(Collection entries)
▬▬▬▬▬▬▬▬▬▬

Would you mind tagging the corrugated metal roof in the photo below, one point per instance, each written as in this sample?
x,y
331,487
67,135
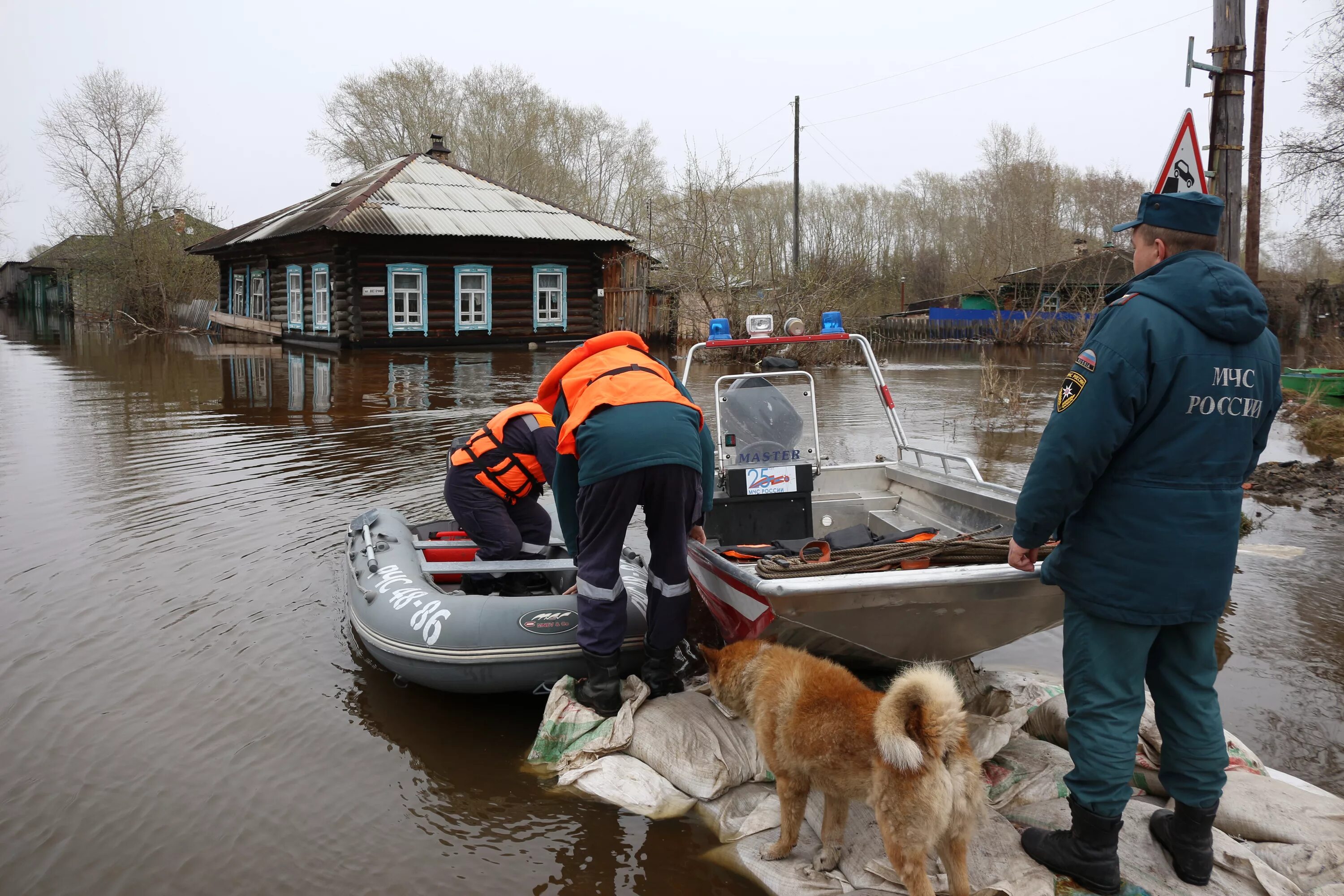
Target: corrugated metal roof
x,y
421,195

▬▬▬▬▬▬▬▬▬▬

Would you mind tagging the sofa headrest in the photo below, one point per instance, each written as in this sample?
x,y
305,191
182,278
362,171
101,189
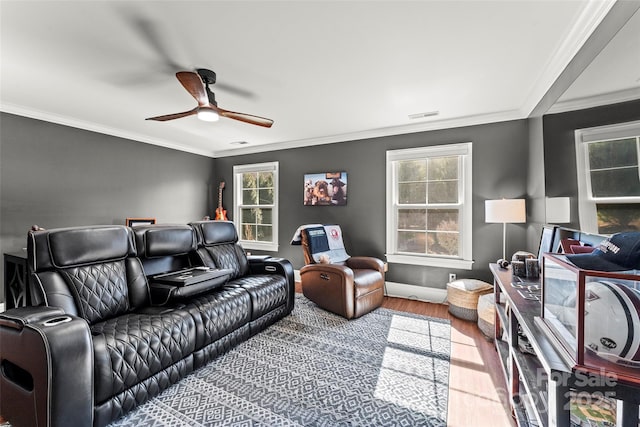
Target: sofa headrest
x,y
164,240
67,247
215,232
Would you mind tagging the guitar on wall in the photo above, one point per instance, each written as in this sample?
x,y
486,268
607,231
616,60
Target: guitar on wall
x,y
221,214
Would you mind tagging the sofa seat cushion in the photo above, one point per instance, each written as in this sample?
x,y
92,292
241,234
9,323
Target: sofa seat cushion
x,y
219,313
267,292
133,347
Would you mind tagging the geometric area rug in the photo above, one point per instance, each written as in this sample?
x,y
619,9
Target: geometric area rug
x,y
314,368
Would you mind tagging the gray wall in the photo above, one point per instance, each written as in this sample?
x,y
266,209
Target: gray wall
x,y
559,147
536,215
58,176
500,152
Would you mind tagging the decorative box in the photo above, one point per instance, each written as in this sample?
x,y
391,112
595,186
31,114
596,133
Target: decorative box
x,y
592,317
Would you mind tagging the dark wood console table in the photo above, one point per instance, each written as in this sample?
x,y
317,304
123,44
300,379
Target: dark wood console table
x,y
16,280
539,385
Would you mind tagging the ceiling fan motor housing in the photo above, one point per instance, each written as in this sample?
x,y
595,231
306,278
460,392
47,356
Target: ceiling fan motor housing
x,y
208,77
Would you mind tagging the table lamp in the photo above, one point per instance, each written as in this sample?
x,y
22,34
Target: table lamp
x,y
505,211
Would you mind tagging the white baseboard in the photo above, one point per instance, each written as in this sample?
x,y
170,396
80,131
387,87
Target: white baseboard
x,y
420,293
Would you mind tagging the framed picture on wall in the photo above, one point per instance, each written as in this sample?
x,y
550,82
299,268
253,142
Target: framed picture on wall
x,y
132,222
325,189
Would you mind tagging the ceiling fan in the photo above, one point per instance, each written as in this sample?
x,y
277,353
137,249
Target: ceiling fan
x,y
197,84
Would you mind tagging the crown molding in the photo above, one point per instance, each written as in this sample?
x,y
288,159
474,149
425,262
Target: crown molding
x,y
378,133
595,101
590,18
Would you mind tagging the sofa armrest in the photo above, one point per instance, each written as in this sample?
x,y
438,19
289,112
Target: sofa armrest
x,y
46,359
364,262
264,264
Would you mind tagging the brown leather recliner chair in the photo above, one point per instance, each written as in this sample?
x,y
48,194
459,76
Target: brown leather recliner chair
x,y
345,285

▬▬▬▬▬▬▬▬▬▬

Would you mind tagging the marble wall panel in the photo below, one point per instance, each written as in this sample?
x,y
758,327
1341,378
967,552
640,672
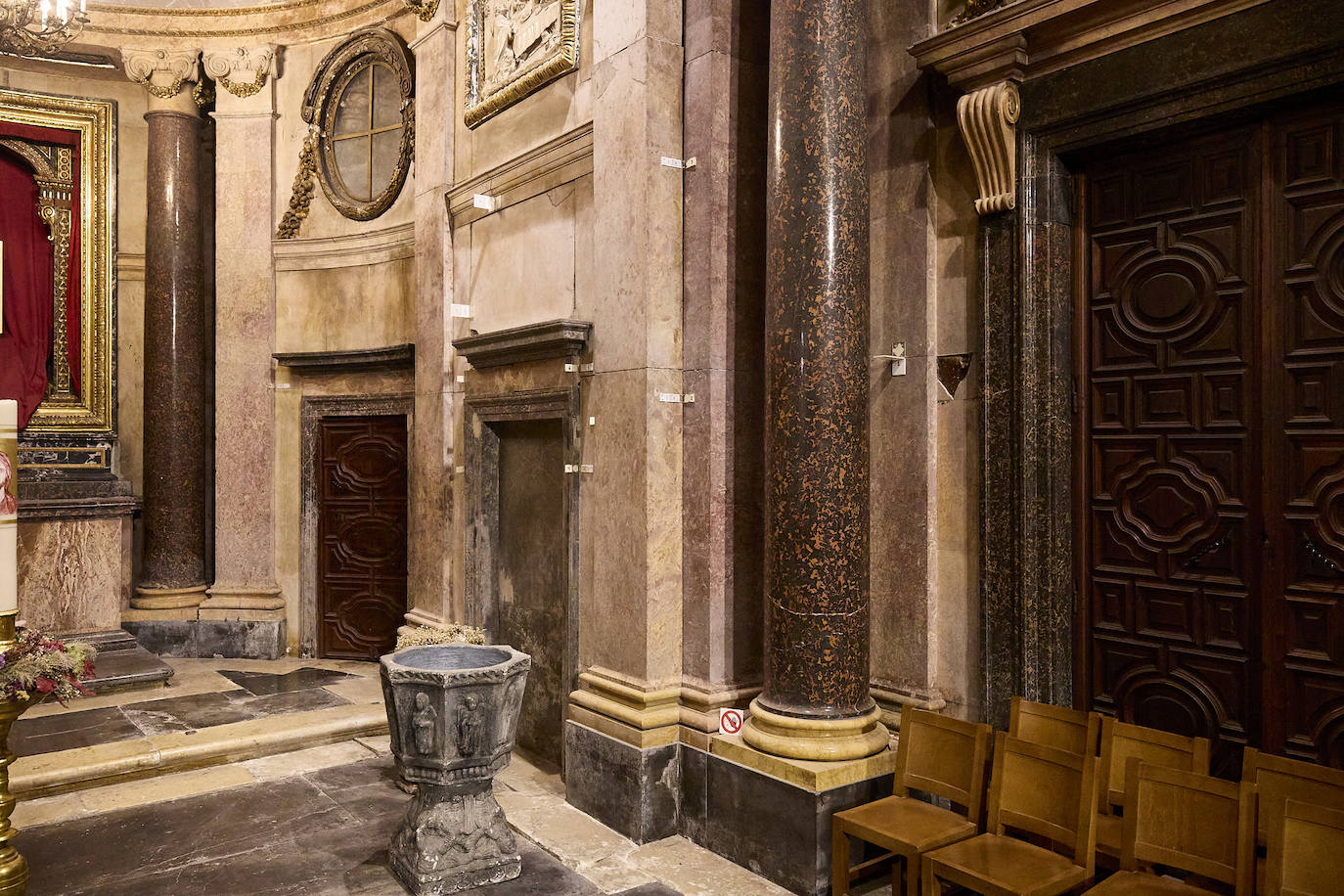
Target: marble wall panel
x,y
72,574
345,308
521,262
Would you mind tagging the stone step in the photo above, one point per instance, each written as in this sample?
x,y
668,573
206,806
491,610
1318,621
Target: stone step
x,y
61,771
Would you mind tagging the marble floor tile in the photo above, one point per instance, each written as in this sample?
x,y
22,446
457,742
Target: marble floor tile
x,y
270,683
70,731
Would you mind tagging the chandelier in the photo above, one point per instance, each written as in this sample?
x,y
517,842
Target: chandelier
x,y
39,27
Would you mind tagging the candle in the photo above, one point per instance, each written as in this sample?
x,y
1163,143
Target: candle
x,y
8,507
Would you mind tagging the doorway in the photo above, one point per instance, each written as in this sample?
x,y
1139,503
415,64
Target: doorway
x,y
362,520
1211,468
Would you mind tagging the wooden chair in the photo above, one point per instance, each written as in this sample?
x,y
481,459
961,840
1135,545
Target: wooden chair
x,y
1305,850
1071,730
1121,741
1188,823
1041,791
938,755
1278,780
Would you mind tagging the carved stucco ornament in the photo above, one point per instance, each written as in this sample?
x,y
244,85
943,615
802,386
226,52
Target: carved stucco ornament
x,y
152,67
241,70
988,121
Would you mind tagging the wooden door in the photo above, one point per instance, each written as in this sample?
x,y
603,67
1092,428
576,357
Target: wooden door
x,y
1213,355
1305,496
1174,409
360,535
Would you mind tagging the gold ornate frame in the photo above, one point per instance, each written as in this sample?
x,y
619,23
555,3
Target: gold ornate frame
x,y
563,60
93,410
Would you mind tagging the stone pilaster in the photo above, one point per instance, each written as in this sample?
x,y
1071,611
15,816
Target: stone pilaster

▬▬▬▬▬▬▬▬▬▬

→ **Instructions for the task**
Find every line in the data above that contains the string "molding", and copy each of those lines in full.

→ **Finished task**
Would you mind tagging the crown molding in the photo above, one point per instance, each written as in this sample?
Target: crown molding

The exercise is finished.